* _RECORDED DATA_
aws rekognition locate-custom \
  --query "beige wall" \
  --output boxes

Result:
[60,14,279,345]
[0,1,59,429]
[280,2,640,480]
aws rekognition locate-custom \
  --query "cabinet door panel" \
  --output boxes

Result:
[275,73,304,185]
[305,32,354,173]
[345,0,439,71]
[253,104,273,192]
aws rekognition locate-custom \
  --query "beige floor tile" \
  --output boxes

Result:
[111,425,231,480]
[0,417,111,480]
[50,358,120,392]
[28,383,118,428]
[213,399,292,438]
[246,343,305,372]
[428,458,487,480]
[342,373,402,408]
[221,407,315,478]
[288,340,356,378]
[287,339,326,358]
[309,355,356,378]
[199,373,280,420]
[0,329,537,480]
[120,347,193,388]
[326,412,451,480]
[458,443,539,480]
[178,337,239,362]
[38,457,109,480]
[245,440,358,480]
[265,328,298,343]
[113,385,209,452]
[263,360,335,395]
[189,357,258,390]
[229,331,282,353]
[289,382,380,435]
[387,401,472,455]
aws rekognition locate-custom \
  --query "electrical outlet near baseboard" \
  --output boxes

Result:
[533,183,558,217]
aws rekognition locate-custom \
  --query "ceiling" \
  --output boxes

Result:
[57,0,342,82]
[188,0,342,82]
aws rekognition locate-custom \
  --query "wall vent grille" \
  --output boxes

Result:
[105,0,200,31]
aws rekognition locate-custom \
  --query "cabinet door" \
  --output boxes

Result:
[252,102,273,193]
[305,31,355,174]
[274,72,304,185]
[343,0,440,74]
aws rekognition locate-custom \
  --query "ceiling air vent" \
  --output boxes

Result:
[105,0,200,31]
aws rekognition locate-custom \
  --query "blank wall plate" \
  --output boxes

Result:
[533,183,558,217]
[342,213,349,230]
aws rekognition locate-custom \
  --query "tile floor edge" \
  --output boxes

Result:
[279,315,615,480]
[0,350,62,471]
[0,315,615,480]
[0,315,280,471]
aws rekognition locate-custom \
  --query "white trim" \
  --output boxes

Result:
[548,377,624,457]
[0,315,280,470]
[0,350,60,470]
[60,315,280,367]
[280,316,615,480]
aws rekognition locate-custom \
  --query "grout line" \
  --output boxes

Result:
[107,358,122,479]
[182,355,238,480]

* _BRIEF_
Rewrite everything from the start of the records down to the line containing "[253,104,273,192]", changing "beige wall" to "tan wall" and leaving the rest untouched. Give only that stretch of lines.

* _IN RESPONSE_
aws rekognition locate-custom \
  --query "tan wall" \
  --output boxes

Result:
[60,14,279,345]
[0,1,59,429]
[280,2,640,480]
aws rekognition locate-custom \
  --query "cabinet door panel" \
  --output boxes

Result:
[275,73,304,185]
[305,32,354,173]
[345,0,439,71]
[253,104,273,192]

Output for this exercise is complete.